EXERCISE DIRECTIONS: Reproduce the lines of the data below verbatim, starting at the line that contains "of the cake" and ending at the last line of the data.

start DATA SUPPLIED

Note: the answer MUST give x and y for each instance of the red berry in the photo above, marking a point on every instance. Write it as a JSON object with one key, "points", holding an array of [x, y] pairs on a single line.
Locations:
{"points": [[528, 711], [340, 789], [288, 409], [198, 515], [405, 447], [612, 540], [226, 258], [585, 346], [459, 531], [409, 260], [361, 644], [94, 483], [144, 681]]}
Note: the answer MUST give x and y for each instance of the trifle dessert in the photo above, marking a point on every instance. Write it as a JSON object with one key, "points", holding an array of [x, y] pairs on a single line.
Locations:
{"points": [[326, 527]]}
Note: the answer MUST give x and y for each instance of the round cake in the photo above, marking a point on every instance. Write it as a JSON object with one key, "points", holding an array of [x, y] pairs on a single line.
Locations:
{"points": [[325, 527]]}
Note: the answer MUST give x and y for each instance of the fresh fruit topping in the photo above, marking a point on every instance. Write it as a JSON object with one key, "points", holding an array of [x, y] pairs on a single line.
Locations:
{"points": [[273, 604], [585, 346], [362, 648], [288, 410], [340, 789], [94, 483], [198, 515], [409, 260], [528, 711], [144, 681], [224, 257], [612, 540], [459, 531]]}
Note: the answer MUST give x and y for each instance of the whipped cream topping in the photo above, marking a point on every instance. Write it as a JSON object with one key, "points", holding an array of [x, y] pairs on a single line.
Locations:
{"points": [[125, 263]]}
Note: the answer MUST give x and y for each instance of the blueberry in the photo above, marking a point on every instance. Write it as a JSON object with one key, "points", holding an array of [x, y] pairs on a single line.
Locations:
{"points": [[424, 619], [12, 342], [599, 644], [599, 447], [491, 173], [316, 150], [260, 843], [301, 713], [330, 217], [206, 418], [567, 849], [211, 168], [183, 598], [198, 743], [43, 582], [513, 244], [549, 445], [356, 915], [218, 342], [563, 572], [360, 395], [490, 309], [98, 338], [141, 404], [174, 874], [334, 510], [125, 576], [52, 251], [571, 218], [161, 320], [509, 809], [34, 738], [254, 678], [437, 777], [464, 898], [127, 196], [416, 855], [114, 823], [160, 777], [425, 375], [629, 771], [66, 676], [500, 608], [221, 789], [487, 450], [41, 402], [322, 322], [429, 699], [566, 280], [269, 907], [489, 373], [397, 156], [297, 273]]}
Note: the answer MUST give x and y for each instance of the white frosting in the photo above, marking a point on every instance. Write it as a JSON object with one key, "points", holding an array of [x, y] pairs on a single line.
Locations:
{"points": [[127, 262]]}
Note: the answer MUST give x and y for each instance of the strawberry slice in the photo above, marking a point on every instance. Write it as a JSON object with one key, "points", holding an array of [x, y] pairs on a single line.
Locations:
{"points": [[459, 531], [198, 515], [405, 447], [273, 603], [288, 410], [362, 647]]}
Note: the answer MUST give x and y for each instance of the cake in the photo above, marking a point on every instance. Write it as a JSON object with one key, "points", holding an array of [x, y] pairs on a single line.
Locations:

end DATA SUPPLIED

WRITTEN RESPONSE:
Note: the answer MUST give x and y for each instance of the cake in the photo above, marking a point on every instance. Write it as a JSON object with one key, "points", holding an array of [x, y] pairs on a single line.
Locations:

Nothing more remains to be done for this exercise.